Pick up the partnership agreement text below and continue it from the end of its last sentence.

◆ PAGE:
++++++++
If the Gross Asset Value of an asset has been
determined or adjusted pursuant to Section 7.5(b)
hereof, such Gross Asset Value shall thereafter be
adjusted by the depreciation taken into account with
respect to such asset for purposes of computing
income and loss.
7.6 Allocations in Event of Transfer of
Partnership Interest. In the event of the transfer of all or
any part of a Partner's interest in the Partnership (in
accordance with the provisions of this Agreement) at any
time other than at the beginning of a Fiscal Year, or in the
event of the admission of a new Partner, the transferring
Partner, transferee Partner or new Partner's share of the
Partnership's net income, gain, net loss, deductions and
credits, as computed both for accounting purposes and for
federal income tax purposes, shall be allocated between the
transferor Partner and the transferee Partner, or among the
new Partner and the other Partners, as the case may be, in
the same ratio as the number of days in such Fiscal Year
before and after the date of such transfer or admission.
Notwithstanding the foregoing, if the Partnership uses the
cash receipts and disbursements method of accounting, the
Partnership's "allocable cash basis items", as that term is
used in section 706(d)(2)(B) of the Code, shall be allocated
as required by section 706(d)(2)(B) of the Code and the
Regulations promulgated thereunder.
ARTICLE VIII
DISTRIBUTIVE SHARES AND FEDERAL INCOME
TAX ELECTIONS
8.1 Distributive Shares. Except as otherwise
provided in this Agreement, for purposes of Subchapter K
of the Code, the distributive shares of the Partners of each
item of Partnership taxable income, gain, loss, deduction or
credit for any Fiscal Year shall be in the same proportions
as their respective shares of the items allocated to them
pursuant to Sections 7.1 and 7.2 hereof, provided, however,
that the General Partners' aggregate distributive share of
taxable income, gain, loss, deduction or credit shall at all
times equal or exceed at least one percent (1%) of each
material item of Partnership income, gain, loss, deduction
or credit prior to taking into account the Regulatory
Allocations required by section 704 of the Code and Section
7.3 hereof.
8.2 Elections. The election permitted to be made
by section 754 of the Code, and any other elections required
or permitted to be made by the Partnership under the Code,
shall be made by the Managing Partner in his sole discre-
tion.
ARTICLE IX
DISTRIBUTIONS
9.1 Distributions of Net Cash Flow. The
Managing Partner shall have the sole discretion to determine
the amount and timing of all distributions to the Partners of
net cash flow or the proceeds of the sale of any of the
Partnership's assets. The Managing Partner shall have no
obligation to make any minimum distributions to the
Partners in any Fiscal Year. Except as otherwise required
by this Agreement, all distributions for any Fiscal Year (not
in kind in accordance with Section 9.2 or not in connection
with the liquidation and dissolution of the Partnership in
accordance with Section 11.3 hereof) shall be made to the
Partners in accordance with their Partner Cash Flow
Interests set forth opposite their names on Exhibit C hereto,
as amended from time to time.
++++++++
◆ RECORDED INFORMATION:
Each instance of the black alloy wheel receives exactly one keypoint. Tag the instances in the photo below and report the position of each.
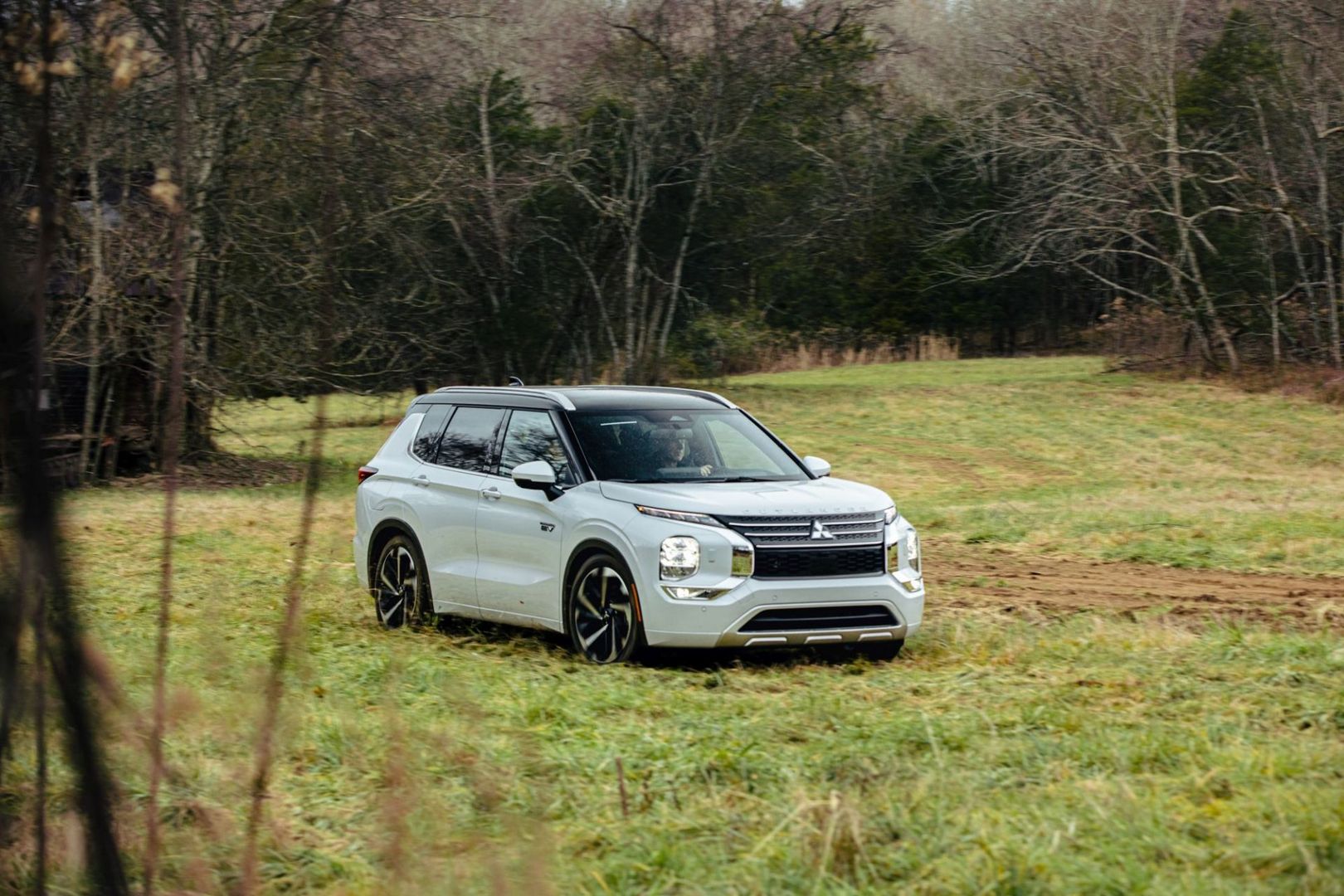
(601, 611)
(401, 587)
++++++++
◆ RESPONSE TO THE EXERCISE:
9.2 Property Distributions. If any property of
the Partnership, other than cash, is distributed by the Part-
nership to a Partner (in connection with the liquidation of
the Partnership or otherwise), the fair market value of such
Property shall be used for purposes of determining the
amount of such distribution. The difference, if any, of such
fair market value over (or under) the value at which such
property is carried on the books of the Partnership shall be
credited or charged to the Capital Accounts of the Partners
in accordance with the ratio in which the Partners share in
the gain and loss of the Partnership pursuant to Sections 7.1
and 7.2 hereof. The fair market value of the property
distributed shall be agreed to by the Managing Partner and
the distributee Partner in good faith; provided that, if the
Managing Partner is the distributee Partner, the fair market
value determination shall be made by the other General
Partner(s) and the distributee Partner.
ARTICLE X
MANAGEMENT
10.1 Management.
(a) Subject to the limitations and
restrictions set forth in this Agreement, control and
management of the business of the Partnership as
described in Article III hereof shall be vested in the
Managing Partner during the term of the
Partnership, including its liquidation and dissolution.
David A. Jones shall serve as the Managing Partner
unless and until his successor is elected by a majority
in interest of the General Partners. Except as
otherwise specifically provided in this Agreement,
the Limited Partners shall have no voice in, or take
any part in, the management of the business of the
Partnership, or have any authority or power to act on
behalf of the Partnership in any manner whatsoever.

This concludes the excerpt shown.